- Cosa si richiede:
Secondo il testo sulla magia nell'antico Egitto, su quali tre principi si fondava la magia per gli Egizi?

- Testo di partenza:
La Magia nell’antico Egitto

La parola egizia “Heka” viene tradotta oggi con il termine "magia", anche se indicava qualcosa di ben diverso da quello che intendiamo noi. Oggi, infatti, si tende a pensare alla magia come a qualcosa di negativo, ma essa per gli Egizi non era volta al male. La magia era parte integrante del pensiero religioso perché rappresentava l’energia impiegata dal dio primordiale per creare il mondo e mantenere l’equilibrio cosmico. Era una forza soprannaturale che tutti gli Dei possedevano, ma che in misura minore apparteneva anche ai sovrani e ai defunti e che poteva essere controllata ed evocata tramite formule, rituali o oggetti anche da persone comuni. Tale forza serviva per gestire alcune situazioni come quelle di passaggio (parto, nascita, malattia, morte…).


La magia, secondo gli Egizi, si fondava su tre principi: verità, realtà e ragione.

Il mago doveva allontanare la menzogna, il vero volto del male; doveva vivere “qui e ora” al servizio dei suoi fratelli umani; infine, doveva conoscere le leggi.


Per gli Egizi la magia era una realtà presente a tutti i livelli. I rituali erano magia cerimoniale, le preghiere erano formule magiche, l’iniziazione era un tentativo di penetrare i misteri della vita in tutte le sue forme e manifestazioni. Si desiderava essere iniziati non per diventare Dei, ma per ritrovare la scintilla divina senza la quale non si sarebbe stati che granelli di polvere caduti da una cometa impazzita.


Praticare la magia era ritenuto indispensabile ed era una pratica accessibile a chiunque. Nonostante ciò, essa veniva vissuta come una scienza sacerdotale i cui esperti erano sacerdoti chiamati Kheriheb.

Il Kheriheb è “colui che ha potere sulle feste“, ovvero delle ricorrenze che scandivano il corpo immenso della società egizia: feste dinastiche, festival di Dei, celebrazioni e festività legate ai cicli dell’agricoltura. Il Kheriheb, “lettore dei libri sacri“, conosceva le formule e istruiva i candidati all’iniziazione.


Secondo gli Egizi, la magia è la forza che regola le reciproche relazioni delle virtù superiori e il loro rapporto con l’uomo. Il vero signore di questo mondo è il mago che conosce le formule magiche alle quali tutto deve sottomettersi. Questo potere non è tirannico, ma altruista; il mago non mira ad affermare la propria potenza, ma agisce in modo impersonale, secondo il triplice scopo della magia operativa:

– soddisfare i legittimi bisogni della vita terrena (per esempio curando);

– preparare i vivi al loro divenire postumo, familiarizzarli con l’aldilà;

– comunicare con gli spiriti (o dèi) perché proteggano la Terra.


Per gli Egizi anche l’arte era una forma di magia, poiché era considerata un tentativo di infondere lo spirito nella materia. L’artista riproduceva per magia simpatica l’atto di Ptah, divino vasaio, fabbro e architetto, artefice della creazione.

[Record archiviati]
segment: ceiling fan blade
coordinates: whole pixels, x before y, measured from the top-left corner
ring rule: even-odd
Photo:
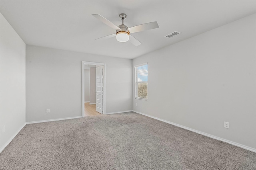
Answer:
[[[157,22],[155,21],[154,22],[149,22],[148,23],[134,26],[129,28],[127,29],[129,30],[130,33],[134,33],[159,27],[159,26],[157,23]]]
[[[121,29],[118,27],[115,24],[112,23],[111,22],[110,22],[106,19],[104,17],[103,17],[103,16],[102,16],[100,14],[92,14],[92,15],[94,17],[95,17],[96,18],[100,20],[103,23],[110,27],[111,28],[113,28],[113,29],[114,29],[116,30]]]
[[[130,35],[129,41],[136,46],[138,46],[141,44],[141,43],[138,39],[130,34]]]
[[[100,38],[97,38],[97,39],[95,39],[95,40],[96,40],[99,39],[107,39],[108,38],[111,38],[112,37],[114,37],[115,36],[116,36],[116,34],[113,34],[109,35],[108,35],[105,36],[105,37],[101,37]]]

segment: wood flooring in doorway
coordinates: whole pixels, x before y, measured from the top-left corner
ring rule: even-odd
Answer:
[[[96,105],[84,103],[84,116],[98,116],[101,114],[96,111]]]

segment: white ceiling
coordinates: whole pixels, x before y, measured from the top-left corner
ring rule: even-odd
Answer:
[[[255,0],[2,0],[0,12],[26,44],[133,59],[256,12]],[[128,27],[157,21],[160,27],[132,35],[136,47],[92,16],[118,26],[125,13]],[[243,30],[241,30],[243,31]],[[181,34],[168,39],[174,31]],[[235,35],[234,35],[235,36]]]

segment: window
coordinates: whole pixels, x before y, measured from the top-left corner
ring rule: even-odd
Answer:
[[[148,63],[134,66],[135,98],[148,99]]]

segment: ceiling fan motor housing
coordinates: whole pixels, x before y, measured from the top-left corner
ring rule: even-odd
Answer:
[[[123,33],[124,32],[126,33],[128,35],[130,35],[130,31],[127,29],[127,26],[125,25],[122,24],[120,25],[118,27],[121,29],[121,30],[116,30],[116,33],[121,33],[121,32]]]

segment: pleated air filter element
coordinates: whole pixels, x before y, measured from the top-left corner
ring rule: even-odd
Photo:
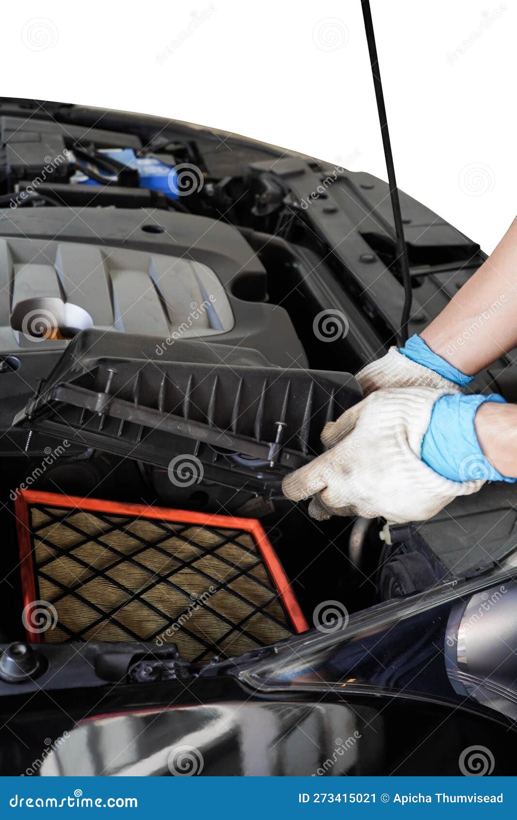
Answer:
[[[258,521],[29,490],[16,511],[32,642],[158,640],[203,663],[308,628]]]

- Soluzione esercizio:
La magia si fondava su verità, realtà e ragione.